Exercise prompt: Can you return, unchanged, the stretch of lines from the one containing "of the canopy" through the final line of the records?

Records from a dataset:

╔══

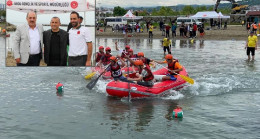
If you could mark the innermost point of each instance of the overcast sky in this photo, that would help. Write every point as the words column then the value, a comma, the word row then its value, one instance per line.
column 145, row 3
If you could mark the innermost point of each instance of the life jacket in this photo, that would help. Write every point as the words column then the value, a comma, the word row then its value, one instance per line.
column 116, row 70
column 145, row 61
column 123, row 54
column 99, row 55
column 149, row 76
column 171, row 66
column 133, row 57
column 106, row 59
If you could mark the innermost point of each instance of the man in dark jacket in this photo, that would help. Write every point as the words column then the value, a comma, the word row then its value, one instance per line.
column 55, row 42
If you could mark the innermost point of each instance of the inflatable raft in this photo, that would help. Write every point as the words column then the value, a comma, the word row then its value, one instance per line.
column 121, row 89
column 107, row 75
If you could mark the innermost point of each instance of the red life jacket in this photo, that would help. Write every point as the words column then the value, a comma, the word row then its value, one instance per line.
column 133, row 57
column 145, row 61
column 171, row 66
column 99, row 55
column 106, row 59
column 115, row 70
column 123, row 53
column 149, row 76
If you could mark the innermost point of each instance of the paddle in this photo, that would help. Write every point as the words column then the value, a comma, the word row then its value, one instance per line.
column 185, row 78
column 129, row 92
column 93, row 82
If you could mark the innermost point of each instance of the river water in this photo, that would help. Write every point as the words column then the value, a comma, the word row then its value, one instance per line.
column 223, row 102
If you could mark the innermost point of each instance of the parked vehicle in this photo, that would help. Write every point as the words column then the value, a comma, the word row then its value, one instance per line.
column 187, row 20
column 115, row 20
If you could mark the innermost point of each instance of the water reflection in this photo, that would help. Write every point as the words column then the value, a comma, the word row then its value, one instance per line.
column 138, row 113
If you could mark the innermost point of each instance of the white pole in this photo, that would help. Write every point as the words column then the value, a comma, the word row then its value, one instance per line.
column 84, row 18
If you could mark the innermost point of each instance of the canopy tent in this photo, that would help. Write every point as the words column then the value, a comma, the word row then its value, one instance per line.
column 209, row 14
column 223, row 16
column 51, row 6
column 129, row 15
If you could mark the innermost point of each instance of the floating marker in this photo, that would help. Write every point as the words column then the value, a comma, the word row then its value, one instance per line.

╚══

Problem solution:
If you could mark the innermost point of each instance of the canopy tent in this photo, that would help. Write every point as the words column then the value, a comma, the word row then its value, one instance per line.
column 209, row 14
column 223, row 16
column 51, row 6
column 129, row 15
If you could mark the innermost point of each instance of the floating marker in this photo, that would help. Write every point as the words column then the value, a comma, the word row then its value, one instance per line.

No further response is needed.